--- CONSIGNES ---
a - Extrayez du texte sur l'euthanasie en Belgique le passage qui commence par « Tom Mortier l’autre » et se poursuit jusqu'à « droit à la vie de sa mère. », sans rien y changer.
b - D'après le texte sur l'euthanasie en Belgique, quelle somme Godelieve De Troyer a-t-elle donnée à l'organisation LEIF avant son euthanasie ?

L’euthanasie concrètement c’est quoi ? Exemple en Belgique où les problèmes juridiques s’ajoutent aux problèmes éthiques. 

C’est le dénouement d’une affaire de dix ans. En 2012, Godelieve De Troyer, Flamande de 64 ans atteinte de dépression chronique, est euthanasiée à l’insu de ses deux enfants adultes. Son fils, Tom Mortier, estimant que sa mère a été manipulée, porte plainte en 2014 contre l’oncologue Wim Distelmans, qui a mis fin à la vie de sa mère. Ce médecin bruxellois est président de la Commission fédérale de contrôle et d’évaluation de l’euthanasie (CFCEE), l’organe chargé de vérifier l’application de la loi de 2002 dépénalisant la mort planifiée dans le royaume.

Rappelons que l’euthanasie est autorisée en Belgique pour « souffrance physique ou psychique insupportable » à caractère « incurable ». Pour les maladies psychiatriques, il est nécessaire de solliciter deux avis médicaux et celui d’un spécialiste. Le rôle de la CFCEE est ensuite de vérifier si les déclarations d’euthanasie, envoyées anonymement par les médecins une fois l’acte pratiqué, sont bien conformes à la loi belge. Le contrôle de l’euthanasie s’effectue donc a posteriori.

Les faits: après avoir rencontré le Dr Distelmans à sa clinique, Godelieve écrit un courriel à ses enfants, cité dans le reportage du New Yorker, en janvier 2012 : « J’ai déposé une demande d’euthanasie auprès du professeur Distelmans en raison d’une détresse psychologique. J’ai suivi toute la procédure et j’attends maintenant le résultat. » Sa fille lui répond qu’elle respecte une telle décision, même si cela la blesse.

Tom Mortier l’autre enfant Tom découvre que sa mère a rencontré le Dr Distelmans six fois en huit mois, et qu’elle a fait un don de 2500 € à l’organisation LEIF, sept semaines avant son euthanasie. Il demande des explications à la clinique Ulteam de Wim Distelmans, le 15 mai 2012.  

Poursuivant le médecin, mais débouté par la justice belge, il saisit la Cour européenne des droits de l’homme (CEDH) en 2017, pour attaquer la Belgique. Pour lui, le royaume a violé la Convention européenne des droits de l’homme, en ne protégeant pas le droit à la vie de sa mère.

La juridiction européenne a tranché en donnant raison aux deux parties. Dans son arrêt consacré au cas « Mortier c. Belgique » rendu public le 4 octobre 2022, la Cour strasbourgeoise condamne la Belgique pour violation de l’article 2 de la Convention sur le droit à la vie, en raison du manque d’impartialité de la CFCEE. « Tenant compte du rôle crucial joué par la Commission dans le contrôle a posteriori de l’euthanasie, la Cour estime que le système de contrôle établi en l’espèce n’assurait pas son indépendance, et cela indépendamment de l’influence réelle qu’a éventuellement eue le professeur D. sur la décision prise par la Commission en l’espèce ». La CEDH constate à l’unanimité les « défaillances du contrôle a posteriori de l’euthanasie pratiquée », et demande à l’État belge de verser au requérant une indemnisation de ses frais de défense.

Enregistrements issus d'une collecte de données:
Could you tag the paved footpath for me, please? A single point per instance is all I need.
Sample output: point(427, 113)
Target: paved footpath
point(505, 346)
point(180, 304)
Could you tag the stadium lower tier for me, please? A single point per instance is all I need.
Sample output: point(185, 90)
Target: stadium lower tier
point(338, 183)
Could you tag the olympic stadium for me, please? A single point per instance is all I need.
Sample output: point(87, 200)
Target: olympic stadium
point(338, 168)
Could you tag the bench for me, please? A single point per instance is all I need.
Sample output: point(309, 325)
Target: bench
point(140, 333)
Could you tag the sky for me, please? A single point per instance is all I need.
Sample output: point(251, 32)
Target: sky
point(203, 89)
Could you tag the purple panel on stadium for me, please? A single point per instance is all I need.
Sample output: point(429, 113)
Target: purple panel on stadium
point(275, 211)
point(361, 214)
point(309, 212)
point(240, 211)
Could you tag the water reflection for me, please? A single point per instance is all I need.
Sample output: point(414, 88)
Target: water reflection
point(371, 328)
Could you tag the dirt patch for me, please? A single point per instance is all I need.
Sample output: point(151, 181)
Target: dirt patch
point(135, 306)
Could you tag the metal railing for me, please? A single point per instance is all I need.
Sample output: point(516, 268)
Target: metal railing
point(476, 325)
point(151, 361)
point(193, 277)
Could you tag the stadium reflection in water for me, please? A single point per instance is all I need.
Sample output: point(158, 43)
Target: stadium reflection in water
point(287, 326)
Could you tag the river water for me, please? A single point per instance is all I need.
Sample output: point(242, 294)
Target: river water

--- RÉPONSES AUX EXERCICES ---
a -
Tom Mortier l’autre enfant Tom découvre que sa mère a rencontré le Dr Distelmans six fois en huit mois, et qu’elle a fait un don de 2500 € à l’organisation LEIF, sept semaines avant son euthanasie. Il demande des explications à la clinique Ulteam de Wim Distelmans, le 15 mai 2012.  

Poursuivant le médecin, mais débouté par la justice belge, il saisit la Cour européenne des droits de l’homme (CEDH) en 2017, pour attaquer la Belgique. Pour lui, le royaume a violé la Convention européenne des droits de l’homme, en ne protégeant pas le droit à la vie de sa mère.

b - Elle a donné 2500 € à l'organisation LEIF, sept semaines avant son euthanasie.